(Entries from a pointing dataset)
────────────────────

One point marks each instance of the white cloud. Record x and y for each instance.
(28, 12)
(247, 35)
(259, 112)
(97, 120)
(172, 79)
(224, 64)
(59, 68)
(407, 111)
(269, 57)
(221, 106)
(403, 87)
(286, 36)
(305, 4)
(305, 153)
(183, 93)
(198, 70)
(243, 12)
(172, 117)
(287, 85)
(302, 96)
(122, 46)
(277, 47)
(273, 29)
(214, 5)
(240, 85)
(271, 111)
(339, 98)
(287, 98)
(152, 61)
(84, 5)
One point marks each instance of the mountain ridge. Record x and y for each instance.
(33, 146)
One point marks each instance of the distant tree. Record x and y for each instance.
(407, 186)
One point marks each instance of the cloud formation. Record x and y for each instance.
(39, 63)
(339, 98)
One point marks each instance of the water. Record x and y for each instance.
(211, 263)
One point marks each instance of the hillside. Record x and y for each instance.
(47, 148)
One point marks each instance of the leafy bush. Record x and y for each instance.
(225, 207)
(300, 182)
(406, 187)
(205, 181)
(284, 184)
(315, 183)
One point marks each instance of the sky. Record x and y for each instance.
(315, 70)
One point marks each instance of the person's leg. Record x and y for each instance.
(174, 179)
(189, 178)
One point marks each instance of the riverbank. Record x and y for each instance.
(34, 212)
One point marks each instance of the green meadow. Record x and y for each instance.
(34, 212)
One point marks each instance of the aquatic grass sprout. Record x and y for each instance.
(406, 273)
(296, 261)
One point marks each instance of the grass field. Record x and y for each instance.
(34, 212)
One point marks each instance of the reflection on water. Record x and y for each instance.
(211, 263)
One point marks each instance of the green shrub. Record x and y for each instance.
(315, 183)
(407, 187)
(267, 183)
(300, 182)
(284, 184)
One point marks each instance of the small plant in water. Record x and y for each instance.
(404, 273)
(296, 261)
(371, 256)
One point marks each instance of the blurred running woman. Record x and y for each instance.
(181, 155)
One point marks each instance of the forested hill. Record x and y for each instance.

────────────────────

Each line above must be printed exactly as it appears.

One point marks each instance of the white cloud. Record x and y for each instance.
(28, 12)
(247, 35)
(259, 112)
(97, 120)
(172, 79)
(224, 64)
(59, 68)
(407, 111)
(269, 57)
(221, 106)
(403, 87)
(286, 36)
(305, 4)
(305, 153)
(183, 93)
(198, 70)
(243, 12)
(172, 117)
(287, 85)
(302, 96)
(122, 46)
(277, 47)
(273, 29)
(214, 5)
(240, 85)
(271, 111)
(339, 98)
(287, 98)
(152, 61)
(84, 5)
One point marks each instance of the mountain ridge. Record x and y for each instance.
(33, 146)
One point marks each instance of the distant tree. Record x and y for each instance.
(407, 186)
One point marks each instance of the cloud formation. Record x and y for each instance.
(39, 63)
(339, 98)
One point marks each instance of the water. Record x and y for each instance.
(211, 263)
One point marks each instance of the hillside. Record x and y for each instance.
(47, 148)
One point marks each instance of the leafy bush. Record x and y for each instance.
(225, 207)
(300, 182)
(406, 187)
(205, 181)
(284, 184)
(315, 183)
One point marks each instance of the sky. Record x and y for each instance.
(315, 70)
One point marks each instance of the person's leg. Record x and y for each instance.
(174, 179)
(189, 178)
One point marks each instance of the riverbank. Record x and y for each instance.
(34, 212)
One point marks each instance of the green meadow. Record x and y for each instance.
(34, 212)
One point marks each instance of the aquatic grass sprout. Record x and y for each instance.
(406, 273)
(296, 261)
One point marks each instance of the grass field. Record x and y for each instance.
(34, 212)
One point marks each instance of the reflection on water. Record x and y for each instance.
(211, 263)
One point marks each instance of the green shrub. Record x and y for each instance.
(315, 183)
(407, 187)
(267, 183)
(300, 182)
(284, 184)
One point marks each instance of the small plant in water. Record x and y for each instance.
(404, 273)
(296, 261)
(371, 256)
One point marks each instance of the blurred running woman. Record x and y for each instance.
(181, 155)
One point marks each instance of the forested hill. Record x and y for each instance.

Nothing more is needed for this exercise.